[Location identification items]
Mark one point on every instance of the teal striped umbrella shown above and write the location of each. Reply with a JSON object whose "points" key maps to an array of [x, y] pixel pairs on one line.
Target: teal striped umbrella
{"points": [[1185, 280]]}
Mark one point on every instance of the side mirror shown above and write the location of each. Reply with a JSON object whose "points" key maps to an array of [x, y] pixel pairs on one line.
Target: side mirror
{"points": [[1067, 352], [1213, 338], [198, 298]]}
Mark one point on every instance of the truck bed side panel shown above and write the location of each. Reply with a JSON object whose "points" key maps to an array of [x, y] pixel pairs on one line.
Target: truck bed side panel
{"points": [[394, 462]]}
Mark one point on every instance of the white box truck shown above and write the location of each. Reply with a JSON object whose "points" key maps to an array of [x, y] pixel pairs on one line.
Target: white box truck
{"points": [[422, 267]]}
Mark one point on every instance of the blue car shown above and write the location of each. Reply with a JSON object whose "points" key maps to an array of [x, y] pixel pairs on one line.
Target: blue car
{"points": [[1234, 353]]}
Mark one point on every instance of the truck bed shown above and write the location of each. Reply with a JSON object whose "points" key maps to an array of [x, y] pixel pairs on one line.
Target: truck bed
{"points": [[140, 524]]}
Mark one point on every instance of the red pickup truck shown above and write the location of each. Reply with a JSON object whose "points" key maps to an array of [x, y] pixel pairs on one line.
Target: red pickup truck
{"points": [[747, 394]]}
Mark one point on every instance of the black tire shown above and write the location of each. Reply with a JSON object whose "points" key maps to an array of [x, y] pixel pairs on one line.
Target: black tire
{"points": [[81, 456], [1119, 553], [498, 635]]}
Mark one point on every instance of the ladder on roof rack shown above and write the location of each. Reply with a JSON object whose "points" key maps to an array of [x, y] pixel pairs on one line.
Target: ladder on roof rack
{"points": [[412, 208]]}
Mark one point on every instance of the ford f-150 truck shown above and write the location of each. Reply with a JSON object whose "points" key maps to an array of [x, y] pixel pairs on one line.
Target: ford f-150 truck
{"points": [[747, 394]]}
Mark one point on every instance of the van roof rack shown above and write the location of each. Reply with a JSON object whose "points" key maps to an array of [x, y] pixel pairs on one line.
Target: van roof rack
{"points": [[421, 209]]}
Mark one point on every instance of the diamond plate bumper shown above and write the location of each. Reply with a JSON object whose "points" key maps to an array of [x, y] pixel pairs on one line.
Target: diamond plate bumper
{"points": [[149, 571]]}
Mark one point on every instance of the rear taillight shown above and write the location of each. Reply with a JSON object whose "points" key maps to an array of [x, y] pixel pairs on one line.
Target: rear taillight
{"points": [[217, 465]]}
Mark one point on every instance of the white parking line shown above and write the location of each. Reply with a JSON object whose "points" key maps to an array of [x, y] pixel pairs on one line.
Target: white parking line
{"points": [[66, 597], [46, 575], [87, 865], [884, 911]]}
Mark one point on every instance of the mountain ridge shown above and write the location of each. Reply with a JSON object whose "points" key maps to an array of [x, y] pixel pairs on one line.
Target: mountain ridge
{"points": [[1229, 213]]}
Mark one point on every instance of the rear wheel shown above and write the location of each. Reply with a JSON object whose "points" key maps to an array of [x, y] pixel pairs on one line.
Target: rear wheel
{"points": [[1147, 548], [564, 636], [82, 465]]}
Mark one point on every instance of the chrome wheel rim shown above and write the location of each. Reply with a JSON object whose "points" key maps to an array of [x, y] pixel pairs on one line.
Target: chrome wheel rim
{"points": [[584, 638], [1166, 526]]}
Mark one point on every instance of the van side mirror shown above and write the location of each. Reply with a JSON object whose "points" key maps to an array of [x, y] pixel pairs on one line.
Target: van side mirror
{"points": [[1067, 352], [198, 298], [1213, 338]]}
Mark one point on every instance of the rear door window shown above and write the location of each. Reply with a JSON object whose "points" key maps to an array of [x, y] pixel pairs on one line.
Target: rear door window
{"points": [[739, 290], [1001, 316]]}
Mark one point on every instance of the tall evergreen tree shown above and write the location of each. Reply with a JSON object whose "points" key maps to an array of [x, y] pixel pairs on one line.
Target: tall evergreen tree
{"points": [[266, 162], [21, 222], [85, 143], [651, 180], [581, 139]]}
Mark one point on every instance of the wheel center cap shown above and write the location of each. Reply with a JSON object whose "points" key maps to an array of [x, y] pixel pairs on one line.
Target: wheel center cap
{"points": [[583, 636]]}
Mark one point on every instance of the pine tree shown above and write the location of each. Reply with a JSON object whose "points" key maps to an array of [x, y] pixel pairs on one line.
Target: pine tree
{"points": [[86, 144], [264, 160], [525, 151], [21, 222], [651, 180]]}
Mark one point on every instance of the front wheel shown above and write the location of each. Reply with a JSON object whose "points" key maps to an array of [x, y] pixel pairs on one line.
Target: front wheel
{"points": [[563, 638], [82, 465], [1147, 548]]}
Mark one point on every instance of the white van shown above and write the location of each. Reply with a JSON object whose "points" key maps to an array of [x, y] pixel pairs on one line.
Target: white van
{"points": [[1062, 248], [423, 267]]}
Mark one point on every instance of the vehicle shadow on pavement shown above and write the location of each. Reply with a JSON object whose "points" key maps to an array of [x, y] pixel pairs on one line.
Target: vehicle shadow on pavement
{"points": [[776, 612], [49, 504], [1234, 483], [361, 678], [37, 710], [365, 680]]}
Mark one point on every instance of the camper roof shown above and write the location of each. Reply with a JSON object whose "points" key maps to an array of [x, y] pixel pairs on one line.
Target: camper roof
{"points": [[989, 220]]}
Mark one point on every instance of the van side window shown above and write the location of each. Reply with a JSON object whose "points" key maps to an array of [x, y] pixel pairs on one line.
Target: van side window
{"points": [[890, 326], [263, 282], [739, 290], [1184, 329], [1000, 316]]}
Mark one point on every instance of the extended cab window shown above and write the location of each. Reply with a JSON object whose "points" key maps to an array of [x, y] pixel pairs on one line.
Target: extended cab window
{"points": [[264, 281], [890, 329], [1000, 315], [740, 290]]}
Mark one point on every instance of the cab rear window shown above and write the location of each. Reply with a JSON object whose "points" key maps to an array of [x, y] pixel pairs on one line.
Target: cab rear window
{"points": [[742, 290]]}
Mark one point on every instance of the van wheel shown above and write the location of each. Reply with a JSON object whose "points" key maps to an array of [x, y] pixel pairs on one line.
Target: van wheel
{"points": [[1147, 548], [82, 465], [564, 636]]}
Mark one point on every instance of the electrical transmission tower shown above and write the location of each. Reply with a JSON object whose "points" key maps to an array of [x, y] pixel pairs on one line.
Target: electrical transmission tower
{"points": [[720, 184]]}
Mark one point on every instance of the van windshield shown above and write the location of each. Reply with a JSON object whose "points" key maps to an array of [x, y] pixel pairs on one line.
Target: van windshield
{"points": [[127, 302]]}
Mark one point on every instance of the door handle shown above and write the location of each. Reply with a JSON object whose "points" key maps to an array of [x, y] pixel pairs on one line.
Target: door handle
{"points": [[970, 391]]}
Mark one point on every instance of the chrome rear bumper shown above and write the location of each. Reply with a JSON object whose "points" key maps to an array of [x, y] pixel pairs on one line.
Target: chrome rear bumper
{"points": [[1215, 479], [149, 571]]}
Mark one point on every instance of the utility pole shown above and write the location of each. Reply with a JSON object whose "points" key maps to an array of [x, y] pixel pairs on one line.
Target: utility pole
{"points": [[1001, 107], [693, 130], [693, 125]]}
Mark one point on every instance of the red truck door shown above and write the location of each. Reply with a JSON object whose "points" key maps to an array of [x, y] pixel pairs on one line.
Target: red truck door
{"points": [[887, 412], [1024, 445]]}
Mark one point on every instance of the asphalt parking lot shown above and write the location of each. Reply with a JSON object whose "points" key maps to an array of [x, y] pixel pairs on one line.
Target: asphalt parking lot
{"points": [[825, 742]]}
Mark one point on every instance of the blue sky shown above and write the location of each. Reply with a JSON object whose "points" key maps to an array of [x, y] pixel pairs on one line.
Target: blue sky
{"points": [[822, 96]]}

*INSTRUCTIONS TO FOLLOW*: Exactly and exclusively, repeat the lines from the line that contains "Mark one point on every instance of the utility" through the end of the records, both ends included.

*EXERCISE ANSWER*:
Mark one point on every instance of the utility pole shown above and write the location of each. Reply with a JSON object whose "points" key maps to an array of [x, y] pixel pairs on one line.
Target: utility pole
{"points": [[1001, 107], [693, 130], [693, 125]]}
Mark one point on every instance of the red truck door shown above and write the location of each. Reply with a JSON object whose "points" key maps to an array of [x, y] pixel pairs on one line.
Target: red truck door
{"points": [[887, 412], [1024, 445]]}
Mark one point on every instance of the asphalt parking lot shown above and write the location of each. Reply with a JSON object whose "points" key maps to an array of [x, y] pixel pairs on one line.
Target: asphalt parking lot
{"points": [[825, 742]]}
Mark one point on every instance of the blue sky shown above and write the location of each. Reply with a JSON object whose "points" key maps to an array of [x, y] pixel pairs on one line.
Target: blue sky
{"points": [[822, 96]]}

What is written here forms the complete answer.